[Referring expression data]
[Start of Attachment]

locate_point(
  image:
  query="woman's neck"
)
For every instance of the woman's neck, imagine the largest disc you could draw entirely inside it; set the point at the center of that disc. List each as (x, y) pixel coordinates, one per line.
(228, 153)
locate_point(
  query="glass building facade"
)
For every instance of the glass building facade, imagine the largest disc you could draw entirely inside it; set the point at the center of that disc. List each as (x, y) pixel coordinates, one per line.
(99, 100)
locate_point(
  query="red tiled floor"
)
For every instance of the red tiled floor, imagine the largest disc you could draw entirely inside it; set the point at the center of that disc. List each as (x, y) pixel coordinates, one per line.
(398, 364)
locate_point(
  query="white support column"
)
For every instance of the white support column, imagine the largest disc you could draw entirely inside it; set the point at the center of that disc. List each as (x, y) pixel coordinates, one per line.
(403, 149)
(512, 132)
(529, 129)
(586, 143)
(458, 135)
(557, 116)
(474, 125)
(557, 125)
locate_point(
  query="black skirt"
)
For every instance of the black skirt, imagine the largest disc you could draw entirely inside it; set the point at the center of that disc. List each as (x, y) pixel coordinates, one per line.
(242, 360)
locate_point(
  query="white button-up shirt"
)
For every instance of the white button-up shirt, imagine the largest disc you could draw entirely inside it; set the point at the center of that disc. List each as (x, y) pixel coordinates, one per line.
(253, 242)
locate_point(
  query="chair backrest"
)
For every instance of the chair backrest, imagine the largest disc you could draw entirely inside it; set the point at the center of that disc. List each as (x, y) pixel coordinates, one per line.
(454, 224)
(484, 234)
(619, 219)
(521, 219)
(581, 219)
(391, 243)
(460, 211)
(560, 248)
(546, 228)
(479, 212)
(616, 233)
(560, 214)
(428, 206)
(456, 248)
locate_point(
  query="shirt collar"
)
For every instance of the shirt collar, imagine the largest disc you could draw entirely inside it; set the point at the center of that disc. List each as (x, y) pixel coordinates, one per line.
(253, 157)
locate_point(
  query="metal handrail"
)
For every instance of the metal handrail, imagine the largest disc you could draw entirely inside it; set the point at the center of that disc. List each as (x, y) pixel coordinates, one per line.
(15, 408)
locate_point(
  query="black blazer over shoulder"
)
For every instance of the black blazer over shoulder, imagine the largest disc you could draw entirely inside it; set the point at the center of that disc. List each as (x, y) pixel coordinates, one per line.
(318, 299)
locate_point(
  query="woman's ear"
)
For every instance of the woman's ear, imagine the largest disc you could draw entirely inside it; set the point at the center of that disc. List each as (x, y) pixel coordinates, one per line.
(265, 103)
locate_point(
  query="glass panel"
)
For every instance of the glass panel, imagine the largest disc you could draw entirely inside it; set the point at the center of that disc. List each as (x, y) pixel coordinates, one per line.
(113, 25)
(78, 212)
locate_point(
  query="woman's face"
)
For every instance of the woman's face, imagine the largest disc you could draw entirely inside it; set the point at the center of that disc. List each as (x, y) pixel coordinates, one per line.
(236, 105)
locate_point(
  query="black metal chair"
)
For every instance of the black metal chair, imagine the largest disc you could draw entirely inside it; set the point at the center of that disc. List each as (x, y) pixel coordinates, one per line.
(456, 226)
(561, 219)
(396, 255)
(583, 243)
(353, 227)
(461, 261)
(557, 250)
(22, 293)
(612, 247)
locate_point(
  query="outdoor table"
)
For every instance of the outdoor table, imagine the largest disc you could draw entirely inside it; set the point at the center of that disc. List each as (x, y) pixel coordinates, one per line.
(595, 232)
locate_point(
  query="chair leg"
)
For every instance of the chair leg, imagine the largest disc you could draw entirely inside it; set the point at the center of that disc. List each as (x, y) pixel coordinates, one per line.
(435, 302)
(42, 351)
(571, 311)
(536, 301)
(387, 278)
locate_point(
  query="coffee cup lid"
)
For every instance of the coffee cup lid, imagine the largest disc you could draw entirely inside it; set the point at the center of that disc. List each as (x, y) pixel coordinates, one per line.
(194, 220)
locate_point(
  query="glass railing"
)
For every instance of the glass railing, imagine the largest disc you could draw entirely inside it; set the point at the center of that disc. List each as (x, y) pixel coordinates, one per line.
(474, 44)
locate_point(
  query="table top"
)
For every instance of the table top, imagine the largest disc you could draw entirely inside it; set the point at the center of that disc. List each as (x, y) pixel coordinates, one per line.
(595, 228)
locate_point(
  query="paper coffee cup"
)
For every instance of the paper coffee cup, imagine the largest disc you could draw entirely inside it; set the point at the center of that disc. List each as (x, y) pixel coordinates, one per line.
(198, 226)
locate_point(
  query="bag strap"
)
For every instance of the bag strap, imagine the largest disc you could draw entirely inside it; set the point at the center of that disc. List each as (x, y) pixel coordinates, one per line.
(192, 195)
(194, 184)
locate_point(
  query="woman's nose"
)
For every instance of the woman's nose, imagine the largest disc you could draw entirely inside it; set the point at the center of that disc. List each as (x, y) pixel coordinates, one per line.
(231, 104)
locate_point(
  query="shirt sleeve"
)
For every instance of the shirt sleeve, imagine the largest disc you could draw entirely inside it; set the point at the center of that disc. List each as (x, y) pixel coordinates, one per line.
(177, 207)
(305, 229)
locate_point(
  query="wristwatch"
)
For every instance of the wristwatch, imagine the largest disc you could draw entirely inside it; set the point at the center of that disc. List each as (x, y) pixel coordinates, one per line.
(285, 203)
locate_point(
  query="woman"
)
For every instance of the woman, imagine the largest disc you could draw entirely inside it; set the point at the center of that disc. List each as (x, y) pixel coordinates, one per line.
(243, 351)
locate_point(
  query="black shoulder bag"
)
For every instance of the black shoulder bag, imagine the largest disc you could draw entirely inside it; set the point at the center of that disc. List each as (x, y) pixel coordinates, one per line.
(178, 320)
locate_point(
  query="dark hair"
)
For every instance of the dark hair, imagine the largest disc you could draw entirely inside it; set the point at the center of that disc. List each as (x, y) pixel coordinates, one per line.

[End of Attachment]

◆ ASSIGNMENT ◆
Show a copy of each line from the records above in which the string "dark" occurs.

◆ RESULT OF THIS EXERCISE ◆
  query="dark hair"
For every instance of the dark hair, imagine the largest disc you could draw entirely inside it; set the point at the center of that disc. List each as (x, y) pixel coordinates, one per line.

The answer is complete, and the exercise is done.